* [EXCERPTED TEXT]:
▬▬▬▬▬▬▬▬▬▬
“What about buying Alibaba stock?’’ asked my friend.

Now Alibaba is the online Amazon, Google and eBay of China all rolled into one.

The stock started trading at $163 US six years ago and was on track for its $310 high a year ago.

“No way,” I replied, “Investing in China is too uncertain, too risky. They don’t observe commercial law like we do in North America. 

“Commercial law and the right so sue is on paper only and the courts are stacked against foreigners.”

Then I explained my experiences with investments in Chinese stocks.

The first was over 20 years ago when a small company listed on the old Vancouver Stock Exchange showed awesome potential.

The company, whose name I have forgotten, traded at six cents and had raised the money to build a poultry medicine factory and service the gazillions of chicken flocks in Communist China.
▬▬▬▬▬▬▬▬▬▬
[Source records]
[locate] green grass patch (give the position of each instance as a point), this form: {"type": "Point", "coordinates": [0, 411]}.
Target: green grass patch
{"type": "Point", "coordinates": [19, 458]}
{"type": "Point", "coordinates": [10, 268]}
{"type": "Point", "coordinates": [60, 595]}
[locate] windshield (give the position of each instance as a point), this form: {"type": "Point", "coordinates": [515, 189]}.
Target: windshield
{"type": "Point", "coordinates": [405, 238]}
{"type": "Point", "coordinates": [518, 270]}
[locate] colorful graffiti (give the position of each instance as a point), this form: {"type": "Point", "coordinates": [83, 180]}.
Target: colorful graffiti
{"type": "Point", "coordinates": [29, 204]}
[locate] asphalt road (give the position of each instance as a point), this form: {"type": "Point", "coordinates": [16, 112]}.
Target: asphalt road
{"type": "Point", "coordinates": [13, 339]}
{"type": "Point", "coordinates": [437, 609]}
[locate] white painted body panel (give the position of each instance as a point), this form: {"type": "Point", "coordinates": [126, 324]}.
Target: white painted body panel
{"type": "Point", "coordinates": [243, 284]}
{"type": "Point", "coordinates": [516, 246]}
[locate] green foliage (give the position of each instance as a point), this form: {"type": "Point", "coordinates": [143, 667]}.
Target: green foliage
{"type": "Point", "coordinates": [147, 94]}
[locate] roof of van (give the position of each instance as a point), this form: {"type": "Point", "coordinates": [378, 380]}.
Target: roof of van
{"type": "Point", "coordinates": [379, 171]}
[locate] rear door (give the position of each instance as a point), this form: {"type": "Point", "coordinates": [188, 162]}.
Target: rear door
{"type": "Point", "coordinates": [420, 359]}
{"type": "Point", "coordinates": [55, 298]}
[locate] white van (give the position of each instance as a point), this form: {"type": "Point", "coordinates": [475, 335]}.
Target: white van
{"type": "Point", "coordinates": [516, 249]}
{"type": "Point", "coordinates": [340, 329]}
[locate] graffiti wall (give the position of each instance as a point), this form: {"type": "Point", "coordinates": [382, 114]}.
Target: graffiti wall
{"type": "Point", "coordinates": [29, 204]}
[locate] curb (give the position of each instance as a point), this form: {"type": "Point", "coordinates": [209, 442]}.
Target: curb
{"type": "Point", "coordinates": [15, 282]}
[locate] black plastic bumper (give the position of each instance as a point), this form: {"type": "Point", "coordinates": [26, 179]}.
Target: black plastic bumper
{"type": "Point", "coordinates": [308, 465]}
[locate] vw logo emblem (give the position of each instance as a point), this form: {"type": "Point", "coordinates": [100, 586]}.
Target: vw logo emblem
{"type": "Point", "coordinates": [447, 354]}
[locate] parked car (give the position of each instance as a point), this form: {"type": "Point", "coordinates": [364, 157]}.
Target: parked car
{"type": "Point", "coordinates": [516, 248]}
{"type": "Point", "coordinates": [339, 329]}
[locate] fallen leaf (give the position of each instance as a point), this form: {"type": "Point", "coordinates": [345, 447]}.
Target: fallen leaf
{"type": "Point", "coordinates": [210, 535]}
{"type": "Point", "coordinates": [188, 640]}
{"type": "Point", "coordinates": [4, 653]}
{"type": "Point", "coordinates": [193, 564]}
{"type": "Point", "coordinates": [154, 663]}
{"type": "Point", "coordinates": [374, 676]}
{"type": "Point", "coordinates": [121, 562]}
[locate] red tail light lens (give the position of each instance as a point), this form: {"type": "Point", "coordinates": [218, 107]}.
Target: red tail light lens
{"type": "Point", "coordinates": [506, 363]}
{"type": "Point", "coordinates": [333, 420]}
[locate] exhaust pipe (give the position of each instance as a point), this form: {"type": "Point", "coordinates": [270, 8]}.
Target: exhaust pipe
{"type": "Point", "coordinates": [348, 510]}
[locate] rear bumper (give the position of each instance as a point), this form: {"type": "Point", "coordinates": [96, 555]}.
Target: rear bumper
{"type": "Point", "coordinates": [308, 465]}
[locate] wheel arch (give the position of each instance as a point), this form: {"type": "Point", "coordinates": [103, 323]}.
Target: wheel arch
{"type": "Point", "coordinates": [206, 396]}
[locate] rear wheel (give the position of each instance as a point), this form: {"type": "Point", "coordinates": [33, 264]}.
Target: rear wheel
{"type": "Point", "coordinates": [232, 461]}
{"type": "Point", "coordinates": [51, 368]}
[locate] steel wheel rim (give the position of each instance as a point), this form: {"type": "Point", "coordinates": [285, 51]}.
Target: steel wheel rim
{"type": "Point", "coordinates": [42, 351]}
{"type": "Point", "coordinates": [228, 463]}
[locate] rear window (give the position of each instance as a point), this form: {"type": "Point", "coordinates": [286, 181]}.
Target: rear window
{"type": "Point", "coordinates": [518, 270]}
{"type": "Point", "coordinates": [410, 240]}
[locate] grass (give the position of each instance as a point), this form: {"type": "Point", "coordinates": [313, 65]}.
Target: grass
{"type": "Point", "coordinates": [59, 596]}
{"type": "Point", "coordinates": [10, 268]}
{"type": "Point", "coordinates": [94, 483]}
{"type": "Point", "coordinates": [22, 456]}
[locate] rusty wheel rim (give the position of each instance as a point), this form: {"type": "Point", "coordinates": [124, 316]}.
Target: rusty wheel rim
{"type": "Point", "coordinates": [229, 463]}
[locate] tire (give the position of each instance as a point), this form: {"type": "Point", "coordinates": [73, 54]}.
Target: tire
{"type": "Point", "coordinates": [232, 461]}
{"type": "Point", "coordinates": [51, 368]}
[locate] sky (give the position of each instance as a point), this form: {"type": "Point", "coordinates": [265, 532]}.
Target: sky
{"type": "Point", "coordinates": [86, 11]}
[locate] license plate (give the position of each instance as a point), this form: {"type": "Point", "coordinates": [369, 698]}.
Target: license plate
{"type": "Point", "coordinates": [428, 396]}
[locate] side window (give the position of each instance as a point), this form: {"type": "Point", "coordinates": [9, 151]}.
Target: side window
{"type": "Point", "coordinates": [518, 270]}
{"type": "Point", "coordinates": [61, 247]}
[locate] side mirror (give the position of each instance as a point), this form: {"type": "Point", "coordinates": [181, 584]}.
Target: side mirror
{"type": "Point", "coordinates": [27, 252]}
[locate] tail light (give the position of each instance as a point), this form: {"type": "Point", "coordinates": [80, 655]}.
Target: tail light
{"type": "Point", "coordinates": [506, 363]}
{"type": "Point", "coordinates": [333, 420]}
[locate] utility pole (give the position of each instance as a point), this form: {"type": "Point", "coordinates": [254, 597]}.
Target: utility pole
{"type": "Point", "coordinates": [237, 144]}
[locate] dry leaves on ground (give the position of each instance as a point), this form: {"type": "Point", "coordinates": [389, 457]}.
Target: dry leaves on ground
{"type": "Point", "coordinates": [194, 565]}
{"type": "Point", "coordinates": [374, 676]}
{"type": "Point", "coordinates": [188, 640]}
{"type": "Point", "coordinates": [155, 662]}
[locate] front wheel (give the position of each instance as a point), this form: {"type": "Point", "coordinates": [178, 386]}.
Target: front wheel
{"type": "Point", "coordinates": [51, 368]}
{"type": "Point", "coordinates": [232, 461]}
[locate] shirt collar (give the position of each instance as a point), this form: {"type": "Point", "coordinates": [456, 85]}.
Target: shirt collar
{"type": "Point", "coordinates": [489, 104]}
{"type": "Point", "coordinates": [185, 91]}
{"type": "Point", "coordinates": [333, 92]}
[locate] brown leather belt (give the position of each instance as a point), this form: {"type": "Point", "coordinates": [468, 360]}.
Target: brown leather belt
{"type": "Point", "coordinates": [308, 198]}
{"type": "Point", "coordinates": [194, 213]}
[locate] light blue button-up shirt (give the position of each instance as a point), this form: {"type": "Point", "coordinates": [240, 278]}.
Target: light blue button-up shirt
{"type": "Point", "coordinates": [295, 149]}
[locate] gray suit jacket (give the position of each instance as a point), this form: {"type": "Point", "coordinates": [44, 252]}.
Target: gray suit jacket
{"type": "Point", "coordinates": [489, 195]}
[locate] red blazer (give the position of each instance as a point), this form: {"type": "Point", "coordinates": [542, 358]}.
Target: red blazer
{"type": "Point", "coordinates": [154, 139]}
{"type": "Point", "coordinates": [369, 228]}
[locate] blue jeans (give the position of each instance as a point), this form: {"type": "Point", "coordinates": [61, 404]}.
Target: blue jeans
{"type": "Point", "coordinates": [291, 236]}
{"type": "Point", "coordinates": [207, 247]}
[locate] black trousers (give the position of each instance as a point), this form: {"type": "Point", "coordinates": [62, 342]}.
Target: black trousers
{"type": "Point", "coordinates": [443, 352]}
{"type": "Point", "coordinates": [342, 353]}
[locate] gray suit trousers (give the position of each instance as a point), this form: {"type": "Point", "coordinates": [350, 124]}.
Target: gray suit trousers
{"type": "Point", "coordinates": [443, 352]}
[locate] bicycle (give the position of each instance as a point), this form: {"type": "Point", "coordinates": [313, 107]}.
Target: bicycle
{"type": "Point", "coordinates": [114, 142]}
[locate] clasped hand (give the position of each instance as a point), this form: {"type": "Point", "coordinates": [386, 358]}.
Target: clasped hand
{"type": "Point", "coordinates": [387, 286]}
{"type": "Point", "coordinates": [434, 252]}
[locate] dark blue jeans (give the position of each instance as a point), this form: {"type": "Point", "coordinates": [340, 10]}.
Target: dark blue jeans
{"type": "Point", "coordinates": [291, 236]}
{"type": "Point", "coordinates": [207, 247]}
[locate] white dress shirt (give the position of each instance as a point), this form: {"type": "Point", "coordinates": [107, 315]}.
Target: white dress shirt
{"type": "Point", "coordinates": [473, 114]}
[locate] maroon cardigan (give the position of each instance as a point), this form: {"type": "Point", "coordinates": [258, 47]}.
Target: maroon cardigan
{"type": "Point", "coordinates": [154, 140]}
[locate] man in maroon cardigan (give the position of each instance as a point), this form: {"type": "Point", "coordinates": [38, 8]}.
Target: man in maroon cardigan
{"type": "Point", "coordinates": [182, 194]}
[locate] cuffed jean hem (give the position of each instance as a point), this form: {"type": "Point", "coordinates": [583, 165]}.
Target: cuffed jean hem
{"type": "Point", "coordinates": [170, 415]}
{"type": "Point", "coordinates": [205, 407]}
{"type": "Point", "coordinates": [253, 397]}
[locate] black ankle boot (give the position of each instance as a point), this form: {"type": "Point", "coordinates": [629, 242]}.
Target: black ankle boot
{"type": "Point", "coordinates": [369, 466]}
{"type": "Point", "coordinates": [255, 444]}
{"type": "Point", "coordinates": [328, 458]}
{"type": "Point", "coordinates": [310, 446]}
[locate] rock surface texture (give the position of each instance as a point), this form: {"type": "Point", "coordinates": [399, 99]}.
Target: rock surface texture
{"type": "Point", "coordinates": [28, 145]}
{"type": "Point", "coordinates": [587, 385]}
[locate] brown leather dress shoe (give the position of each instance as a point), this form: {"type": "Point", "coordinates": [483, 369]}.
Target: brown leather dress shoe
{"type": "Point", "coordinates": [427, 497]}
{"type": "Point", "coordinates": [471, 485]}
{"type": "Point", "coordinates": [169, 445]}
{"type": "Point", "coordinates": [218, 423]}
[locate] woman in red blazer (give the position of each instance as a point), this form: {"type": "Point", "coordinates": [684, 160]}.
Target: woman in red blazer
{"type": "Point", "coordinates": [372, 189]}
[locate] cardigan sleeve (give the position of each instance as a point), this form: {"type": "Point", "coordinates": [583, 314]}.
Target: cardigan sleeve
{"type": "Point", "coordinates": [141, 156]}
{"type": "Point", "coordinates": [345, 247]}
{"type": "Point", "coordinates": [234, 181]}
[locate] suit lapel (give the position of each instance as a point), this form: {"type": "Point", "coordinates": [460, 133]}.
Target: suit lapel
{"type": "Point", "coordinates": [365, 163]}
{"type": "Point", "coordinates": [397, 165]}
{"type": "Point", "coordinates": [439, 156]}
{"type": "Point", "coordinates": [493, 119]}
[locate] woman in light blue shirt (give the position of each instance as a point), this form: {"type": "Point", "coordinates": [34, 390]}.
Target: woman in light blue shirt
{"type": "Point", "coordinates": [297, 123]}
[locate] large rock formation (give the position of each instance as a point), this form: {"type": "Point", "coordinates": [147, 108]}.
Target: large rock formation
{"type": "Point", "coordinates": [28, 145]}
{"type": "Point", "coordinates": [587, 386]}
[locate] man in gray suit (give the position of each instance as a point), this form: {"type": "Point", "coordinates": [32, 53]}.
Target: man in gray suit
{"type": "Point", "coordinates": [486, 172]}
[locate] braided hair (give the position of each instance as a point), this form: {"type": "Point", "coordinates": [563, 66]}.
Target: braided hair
▬▬▬▬▬▬▬▬▬▬
* [WHAT THIS EXERCISE ASKS]:
1) Reproduce the passage from the text about investing in Chinese stocks, starting at "The first was" and ending at "in Communist China.".
2) Take the account of investing in Chinese stocks further, continuing from its final sentence.

* [EXPECTED RESULTS]:
1)
The first was over 20 years ago when a small company listed on the old Vancouver Stock Exchange showed awesome potential.

The company, whose name I have forgotten, traded at six cents and had raised the money to build a poultry medicine factory and service the gazillions of chicken flocks in Communist China.

2)
It was a no-brainer. Some of my friends bought in too. We watched the price climb to 10 cents for a paper gain of 66 per cent.

Then there was hardly any trades and some months later the exchange delisted the stock for failing to file financial statements.

Our investment was dead. The company had fled the coop with it.

Once bitten, twice shy.  Not me.

Greed got the better a few years later when I suggested our investment club buy into Noble China. Noble China had raised money to build two breweries in China in partnership with Chinese municipalities.